**WHAT THIS TASK INVOLVES**. Transcribe every line of the material below without changing anything, and leave out the pictures.

**RECORDED DATA**.
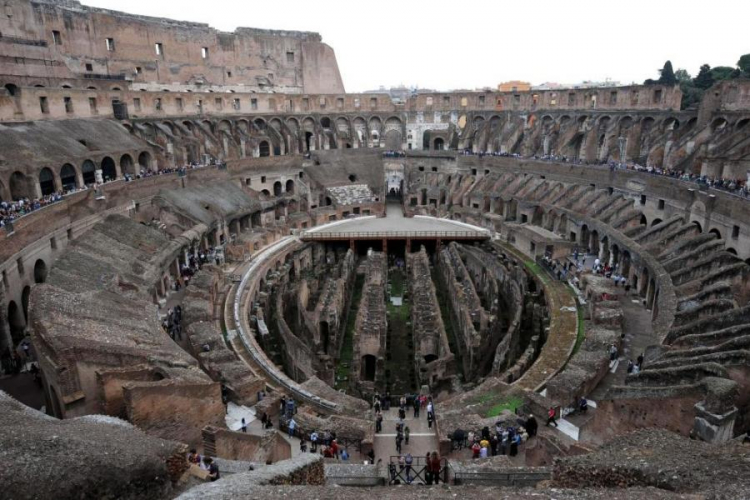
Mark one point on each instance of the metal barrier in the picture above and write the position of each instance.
(331, 235)
(508, 478)
(416, 472)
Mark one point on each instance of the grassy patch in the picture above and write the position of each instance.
(344, 365)
(581, 329)
(511, 403)
(397, 284)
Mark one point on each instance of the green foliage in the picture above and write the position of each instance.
(511, 403)
(722, 73)
(667, 75)
(744, 64)
(683, 76)
(705, 78)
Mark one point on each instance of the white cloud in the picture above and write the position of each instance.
(474, 43)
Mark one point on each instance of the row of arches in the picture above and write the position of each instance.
(70, 176)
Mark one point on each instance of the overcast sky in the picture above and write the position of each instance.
(471, 43)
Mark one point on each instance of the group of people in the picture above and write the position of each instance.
(394, 154)
(407, 471)
(205, 463)
(172, 323)
(10, 211)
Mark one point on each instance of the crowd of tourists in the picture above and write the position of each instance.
(734, 186)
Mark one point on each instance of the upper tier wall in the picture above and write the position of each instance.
(61, 40)
(26, 103)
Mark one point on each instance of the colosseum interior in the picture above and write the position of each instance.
(217, 248)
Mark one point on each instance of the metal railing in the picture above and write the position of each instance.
(332, 235)
(500, 478)
(416, 472)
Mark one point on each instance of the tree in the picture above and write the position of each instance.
(722, 73)
(744, 64)
(705, 79)
(683, 76)
(667, 75)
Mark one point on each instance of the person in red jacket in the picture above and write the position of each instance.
(551, 416)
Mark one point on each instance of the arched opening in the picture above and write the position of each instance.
(324, 336)
(25, 302)
(144, 160)
(68, 177)
(16, 322)
(126, 164)
(88, 169)
(109, 172)
(46, 181)
(40, 271)
(19, 186)
(368, 368)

**COMPLETE ANSWER**.
Mark one point on each instance of the metal barrier in the picture above and write the position of each instance.
(331, 235)
(508, 478)
(416, 472)
Mark one point on each instance of the grassy patch in the picture above and write the position of each instance.
(344, 365)
(581, 329)
(511, 403)
(397, 284)
Mark one point on each instance of the green foliage in the picture above and write the position of each instance.
(511, 403)
(722, 73)
(667, 75)
(744, 64)
(683, 76)
(705, 78)
Mark one point on each instance of the white cloud in the picture above and write the position of each instance.
(474, 43)
Mark one point on each instance of the row of arches in the picture above and write the position of each instance.
(70, 176)
Mark one point on each instance of the overcast sky in the picture above and write the position of each instance.
(471, 43)
Mark one point on each instance of the group of people in the picture above and write the position of each instance.
(394, 154)
(407, 471)
(205, 463)
(172, 323)
(10, 211)
Mark one point on each instance of the crowd of tourists in the picture above and write the position of each instance.
(734, 186)
Mark one point on each instance of the upper tier wall in the picture above and write the position of each instance.
(61, 40)
(26, 103)
Mark one point on each instance of the colosseum interior in the picture above and write the position of each instance.
(217, 248)
Mark one point on each instance of the metal railing in the picture above and write the position of each instance.
(332, 235)
(500, 478)
(416, 472)
Mark one point on each instance of the tree in the picture above and write the position of each instance.
(722, 73)
(744, 64)
(705, 79)
(683, 76)
(667, 75)
Mark one point on each instance of the person in red jacket in the picture above and write the position of each instance.
(551, 416)
Mark one point on each instance of the arched opening in the picture above and write the position of each instance.
(324, 336)
(25, 302)
(144, 160)
(68, 177)
(16, 322)
(126, 164)
(88, 169)
(109, 172)
(46, 181)
(40, 271)
(19, 186)
(368, 368)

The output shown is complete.